Activity:
Each line below should be restated exactly, with nothing dropped.

Information:
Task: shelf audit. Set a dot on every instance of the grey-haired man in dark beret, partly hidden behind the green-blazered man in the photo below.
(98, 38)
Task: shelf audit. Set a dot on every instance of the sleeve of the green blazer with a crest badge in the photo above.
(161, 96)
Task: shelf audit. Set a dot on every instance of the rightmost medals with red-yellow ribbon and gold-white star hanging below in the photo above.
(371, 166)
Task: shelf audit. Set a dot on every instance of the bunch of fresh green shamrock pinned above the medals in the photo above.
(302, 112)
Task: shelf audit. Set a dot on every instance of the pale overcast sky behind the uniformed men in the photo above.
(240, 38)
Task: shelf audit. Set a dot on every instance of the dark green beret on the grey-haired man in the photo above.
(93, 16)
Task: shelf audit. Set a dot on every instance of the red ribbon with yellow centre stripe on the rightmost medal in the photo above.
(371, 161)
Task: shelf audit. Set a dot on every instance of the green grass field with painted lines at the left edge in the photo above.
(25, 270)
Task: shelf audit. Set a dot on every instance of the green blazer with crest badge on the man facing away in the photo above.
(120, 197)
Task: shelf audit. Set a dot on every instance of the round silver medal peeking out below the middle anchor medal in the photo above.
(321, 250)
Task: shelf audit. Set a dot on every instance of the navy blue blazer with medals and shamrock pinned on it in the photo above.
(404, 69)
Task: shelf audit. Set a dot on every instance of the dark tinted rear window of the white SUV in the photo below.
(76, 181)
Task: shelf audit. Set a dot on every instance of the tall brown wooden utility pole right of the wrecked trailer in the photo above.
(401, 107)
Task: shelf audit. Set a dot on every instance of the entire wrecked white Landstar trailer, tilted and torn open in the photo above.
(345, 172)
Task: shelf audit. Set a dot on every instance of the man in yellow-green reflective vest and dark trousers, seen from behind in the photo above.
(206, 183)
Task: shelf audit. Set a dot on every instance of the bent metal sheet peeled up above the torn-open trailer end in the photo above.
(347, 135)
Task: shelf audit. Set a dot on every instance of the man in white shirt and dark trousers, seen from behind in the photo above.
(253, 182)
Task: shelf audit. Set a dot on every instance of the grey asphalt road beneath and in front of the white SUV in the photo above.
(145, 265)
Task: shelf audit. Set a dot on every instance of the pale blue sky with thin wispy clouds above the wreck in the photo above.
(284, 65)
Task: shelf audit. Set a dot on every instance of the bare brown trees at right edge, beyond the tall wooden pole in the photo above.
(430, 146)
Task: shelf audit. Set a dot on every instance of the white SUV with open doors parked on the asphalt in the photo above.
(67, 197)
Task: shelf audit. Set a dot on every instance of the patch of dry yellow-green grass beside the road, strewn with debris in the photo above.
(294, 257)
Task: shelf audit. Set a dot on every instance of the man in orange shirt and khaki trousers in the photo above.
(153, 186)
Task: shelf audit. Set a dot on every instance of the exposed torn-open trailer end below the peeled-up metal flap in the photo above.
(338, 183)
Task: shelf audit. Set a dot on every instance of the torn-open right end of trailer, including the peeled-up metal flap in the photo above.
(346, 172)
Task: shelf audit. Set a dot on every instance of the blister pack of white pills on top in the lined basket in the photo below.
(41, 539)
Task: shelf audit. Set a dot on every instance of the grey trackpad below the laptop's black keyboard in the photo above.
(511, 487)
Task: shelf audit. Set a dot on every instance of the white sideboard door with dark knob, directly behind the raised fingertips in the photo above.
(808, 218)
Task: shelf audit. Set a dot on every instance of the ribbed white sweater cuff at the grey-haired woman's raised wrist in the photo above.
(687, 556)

Reply to the task:
Task: shelf audit. Set a dot on every instance of the grey-haired man in dark beret, partly hidden behind the green-blazered man in the photo below.
(98, 38)
Task: shelf audit. Set a dot on every instance of the sleeve of the green blazer with a crest badge in the photo above.
(161, 96)
Task: shelf audit. Set a dot on every instance of the rightmost medals with red-yellow ribbon and gold-white star hanging below in the photo above.
(371, 166)
Task: shelf audit. Set a dot on every instance of the bunch of fresh green shamrock pinned above the medals in the photo above.
(302, 112)
Task: shelf audit. Set a dot on every instance of the pale overcast sky behind the uniformed men in the photo above.
(240, 38)
Task: shelf audit. Set a dot on every instance of the dark green beret on the grey-haired man in the photo above.
(93, 16)
Task: shelf audit. Set a dot on every instance of the red ribbon with yellow centre stripe on the rightmost medal in the photo above.
(371, 161)
Task: shelf audit. Set a dot on every instance of the green grass field with painted lines at the left edge in the photo above.
(25, 270)
Task: shelf audit. Set a dot on every instance of the green blazer with crest badge on the man facing away in the photo above.
(120, 197)
Task: shelf audit. Set a dot on every instance of the round silver medal peeking out below the middle anchor medal in the photo above.
(321, 250)
Task: shelf audit. Set a dot on every instance of the navy blue blazer with medals and shamrock pinned on it in the photo above.
(404, 69)
Task: shelf audit. Set a dot on every instance of the dark tinted rear window of the white SUV in the photo below.
(76, 181)
Task: shelf audit. Set a dot on every instance of the tall brown wooden utility pole right of the wrecked trailer in the photo above.
(401, 107)
Task: shelf audit. Set a dot on every instance of the entire wrecked white Landstar trailer, tilted and torn open in the photo above.
(345, 172)
Task: shelf audit. Set a dot on every instance of the man in yellow-green reflective vest and dark trousers, seen from behind in the photo above.
(206, 183)
Task: shelf audit. Set a dot on every instance of the bent metal sheet peeled up above the torn-open trailer end in the photo above.
(347, 135)
Task: shelf audit. Set a dot on every instance of the man in white shirt and dark trousers, seen from behind in the photo above.
(253, 182)
Task: shelf audit. Set a dot on every instance of the grey asphalt road beneath and in front of the white SUV in the photo above.
(145, 265)
Task: shelf audit. Set a dot on every instance of the pale blue sky with thin wispy clouds above the wreck in the photo above.
(284, 65)
Task: shelf audit. Set a dot on every instance of the bare brown trees at right edge, beyond the tall wooden pole in the photo above.
(430, 146)
Task: shelf audit. Set a dot on every instance of the white SUV with open doors parked on the asphalt in the photo above.
(67, 197)
Task: shelf audit. Set a dot on every instance of the patch of dry yellow-green grass beside the road, strewn with debris in the photo above.
(294, 257)
Task: shelf audit. Set a dot on every instance of the man in orange shirt and khaki trousers in the photo above.
(153, 186)
Task: shelf audit. Set a dot on every instance of the exposed torn-open trailer end below the peeled-up metal flap in the photo above.
(338, 183)
Task: shelf audit. Set a dot on every instance of the torn-open right end of trailer, including the peeled-up metal flap in the photo above.
(346, 172)
Task: shelf audit. Set a dot on every instance of the blister pack of white pills on top in the lined basket in the photo below.
(41, 539)
Task: shelf audit. Set a dot on every instance of the grey trackpad below the laptop's black keyboard in the photo above.
(511, 487)
Task: shelf audit. Set a dot on every instance of the white sideboard door with dark knob, directly behind the raised fingertips in the photo above.
(808, 218)
Task: shelf audit. Set a dot on every instance of the ribbed white sweater cuff at the grey-haired woman's raised wrist in the photo above.
(687, 556)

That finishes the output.